╭─ Extrait

Jean-Marie Bourjolly, « Les ‘je’ de la mémoire », par Robert Berrouët-Oriol

Avec Dernier appel (éditions du CIDIHCA, Montréal), dont le lancement montréalais vient d’avoir lieu … dans une école de Tango – comme pour souligner la plasticité aérienne d’une œuvre de mémoire –, Jean-Marie Bourjolly entre en littérature par la grande porte du roman.

Dernier appel se lit d’une seule gorgée. Très précisément du Premier appel au dernier qui, lui, prend appui sur l’exit, le départ-délivrance. Maîtrisant manifestement le tissage d’une œuvre forte et cadencée, l’auteur articule son roman autour de trois temps forts – les trois « appels » à l’embarquement familiers aux aéroports. Ainsi, c’est dans l’enceinte de l’aéroport de Fort-Royal, métaphore historicisée de Port-au-Prince, que commence le roman, sorte de descente aux enfers de Didier, jeune candidat au départ définitif de son pays natal.

╰─
╭─ Données enregistrées

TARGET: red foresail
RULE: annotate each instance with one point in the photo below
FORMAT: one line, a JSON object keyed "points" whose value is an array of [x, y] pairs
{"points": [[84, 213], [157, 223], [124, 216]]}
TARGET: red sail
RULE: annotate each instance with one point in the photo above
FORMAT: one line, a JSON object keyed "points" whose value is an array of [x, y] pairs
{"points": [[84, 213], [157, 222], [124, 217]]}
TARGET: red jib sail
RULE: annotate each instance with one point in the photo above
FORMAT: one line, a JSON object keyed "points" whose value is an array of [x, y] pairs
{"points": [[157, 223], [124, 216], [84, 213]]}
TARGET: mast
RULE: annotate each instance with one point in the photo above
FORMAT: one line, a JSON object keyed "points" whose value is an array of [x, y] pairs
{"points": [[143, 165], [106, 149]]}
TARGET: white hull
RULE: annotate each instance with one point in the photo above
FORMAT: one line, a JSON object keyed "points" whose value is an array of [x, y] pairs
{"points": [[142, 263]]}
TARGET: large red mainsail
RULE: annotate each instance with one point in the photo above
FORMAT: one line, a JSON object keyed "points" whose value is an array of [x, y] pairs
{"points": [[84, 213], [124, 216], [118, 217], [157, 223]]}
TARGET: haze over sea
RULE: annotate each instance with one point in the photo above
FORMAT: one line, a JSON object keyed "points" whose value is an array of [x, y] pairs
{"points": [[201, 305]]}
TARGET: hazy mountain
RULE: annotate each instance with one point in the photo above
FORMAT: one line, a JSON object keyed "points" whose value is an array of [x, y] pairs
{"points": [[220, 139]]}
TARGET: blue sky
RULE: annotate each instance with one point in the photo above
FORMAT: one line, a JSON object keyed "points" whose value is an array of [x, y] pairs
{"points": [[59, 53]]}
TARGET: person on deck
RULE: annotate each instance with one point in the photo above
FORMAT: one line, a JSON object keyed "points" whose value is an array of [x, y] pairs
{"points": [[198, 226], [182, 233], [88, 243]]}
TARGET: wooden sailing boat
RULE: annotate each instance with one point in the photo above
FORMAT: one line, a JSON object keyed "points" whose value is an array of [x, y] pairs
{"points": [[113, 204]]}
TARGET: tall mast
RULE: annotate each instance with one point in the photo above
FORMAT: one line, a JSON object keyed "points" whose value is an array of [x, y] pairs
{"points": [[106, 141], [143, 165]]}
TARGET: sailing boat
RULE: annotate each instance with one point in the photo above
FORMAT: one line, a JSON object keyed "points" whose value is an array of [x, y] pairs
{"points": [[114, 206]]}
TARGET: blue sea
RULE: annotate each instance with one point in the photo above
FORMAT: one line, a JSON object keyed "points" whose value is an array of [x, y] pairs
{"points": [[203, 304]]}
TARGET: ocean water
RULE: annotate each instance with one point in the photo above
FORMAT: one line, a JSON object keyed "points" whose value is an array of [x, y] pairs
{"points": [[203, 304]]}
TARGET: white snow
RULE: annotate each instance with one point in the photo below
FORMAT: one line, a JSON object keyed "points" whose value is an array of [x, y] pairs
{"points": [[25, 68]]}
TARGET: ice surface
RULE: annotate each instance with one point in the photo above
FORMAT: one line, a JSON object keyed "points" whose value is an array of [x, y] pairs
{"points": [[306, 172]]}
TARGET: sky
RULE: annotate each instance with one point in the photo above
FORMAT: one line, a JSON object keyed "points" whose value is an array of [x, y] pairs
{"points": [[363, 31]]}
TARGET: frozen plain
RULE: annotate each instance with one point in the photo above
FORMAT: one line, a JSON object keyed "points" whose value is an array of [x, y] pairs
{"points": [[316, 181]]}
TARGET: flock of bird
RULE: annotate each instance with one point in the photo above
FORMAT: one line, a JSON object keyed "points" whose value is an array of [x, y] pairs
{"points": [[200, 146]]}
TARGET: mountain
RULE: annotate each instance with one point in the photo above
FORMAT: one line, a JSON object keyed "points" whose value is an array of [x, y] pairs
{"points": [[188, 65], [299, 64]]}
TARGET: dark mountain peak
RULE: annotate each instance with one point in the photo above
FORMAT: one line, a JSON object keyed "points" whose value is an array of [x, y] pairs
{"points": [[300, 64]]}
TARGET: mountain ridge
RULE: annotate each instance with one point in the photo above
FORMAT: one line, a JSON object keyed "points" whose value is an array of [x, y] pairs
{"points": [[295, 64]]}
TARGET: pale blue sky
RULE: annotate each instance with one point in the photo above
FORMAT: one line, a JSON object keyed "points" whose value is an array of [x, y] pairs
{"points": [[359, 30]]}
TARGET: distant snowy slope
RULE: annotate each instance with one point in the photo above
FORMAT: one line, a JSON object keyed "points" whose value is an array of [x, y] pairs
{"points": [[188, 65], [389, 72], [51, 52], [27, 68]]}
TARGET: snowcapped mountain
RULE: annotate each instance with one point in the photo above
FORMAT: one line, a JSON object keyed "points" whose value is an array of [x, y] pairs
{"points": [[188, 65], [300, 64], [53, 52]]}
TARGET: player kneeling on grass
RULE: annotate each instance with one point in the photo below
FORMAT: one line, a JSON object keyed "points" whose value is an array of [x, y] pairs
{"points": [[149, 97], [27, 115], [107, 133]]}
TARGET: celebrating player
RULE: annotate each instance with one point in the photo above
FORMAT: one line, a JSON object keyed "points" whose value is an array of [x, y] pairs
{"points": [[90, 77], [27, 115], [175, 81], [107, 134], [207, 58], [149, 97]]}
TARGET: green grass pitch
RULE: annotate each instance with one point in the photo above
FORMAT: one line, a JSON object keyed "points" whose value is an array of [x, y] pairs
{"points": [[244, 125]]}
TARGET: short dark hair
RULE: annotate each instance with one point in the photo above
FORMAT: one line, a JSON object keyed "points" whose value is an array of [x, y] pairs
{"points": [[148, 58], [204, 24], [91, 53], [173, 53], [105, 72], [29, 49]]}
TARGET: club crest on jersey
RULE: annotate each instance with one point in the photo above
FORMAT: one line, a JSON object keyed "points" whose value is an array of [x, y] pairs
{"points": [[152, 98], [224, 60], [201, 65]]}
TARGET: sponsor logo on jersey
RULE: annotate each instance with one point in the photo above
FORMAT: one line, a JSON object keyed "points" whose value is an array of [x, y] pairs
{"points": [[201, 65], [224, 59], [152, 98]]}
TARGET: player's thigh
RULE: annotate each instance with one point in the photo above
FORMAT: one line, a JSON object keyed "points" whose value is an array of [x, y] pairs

╰─

_À réaliser_:
• 1. Répondez brièvement à partir du compte rendu de Dernier appel :
(a) Quelle maison d'édition publie le roman ?
(b) Dans quel type de lieu s'est déroulé le lancement montréalais ?
(c) Dans l'enceinte de quel aéroport le roman commence-t-il ?
• 2. Donnez la suite du compte rendu consacré à Dernier appel, en reprenant après sa dernière phrase.
Le matériel fourni n'est pas requis ici.

_Réponses attendues_:
• 1.
(a) Les éditions du CIDIHCA, à Montréal.
(b) Dans une école de Tango.
(c) L'aéroport de Fort-Royal.

• 2.
La scène du Premier appel (l’espace mental de l’embarquement à l’aéroport) est émouvante de densité. Maniant à dessein les registres de la tension narrative, l’auteur nous plonge dans le désarroi propre aux types de départs-fuite courants dans l’Haïti des Duvalier : « Je pars parce qu’il le faut. Tout simplement. Je pars parce que je mourrais autrement » (35). Mais le Premier appel fait davantage : il introduit lamémoire de Didier, jeune personnage central, au titre d’un puissant personnage romanesque. Car c’est Didier qui raconte et se raconte, même à travers le je-il de narration. Sous cet angle, on lira donc Dernier appel comme un roman d’apprentissage.

Apprentissage et mémoire-témoignage. On saura gré au romancier de nous avoir épargné la dérive verbeuse d’une certaine littérature-pompier ainsi faite dès lors qu’il s’agit d’Haiti et des Duvalier. A contrario, Dernier appel nous en fait toucher du doigt le burlesque et l’absurde, souvent mortifères, à travers les aléas du cheminement, du mode de vie d’un jeune vers l’Exit, sa sortie-abandon de la terre natale. Premières amours ; rapports tendus avec une mère monoparentale dévoreuse et sur-protectrice ; rapports de marronnage avec les représentants du pouvoir civil et intellectuel ; fugues et quatre cents coups avec les copains, Dernier appel est aussi un roman d’apprentissage tout court de la vie dans un milieu hostile, sous une dictature qui tue hommes et idées. Tout y passe donc : la fréquentation des bordels signant l’entrée, pour nombre de jeunes, dans la vie adulte, le surréalisme éthéré de la fonction publique, la solidarité des plus pauvres, le système scolaire clownesque, la parasitose sociale, etc.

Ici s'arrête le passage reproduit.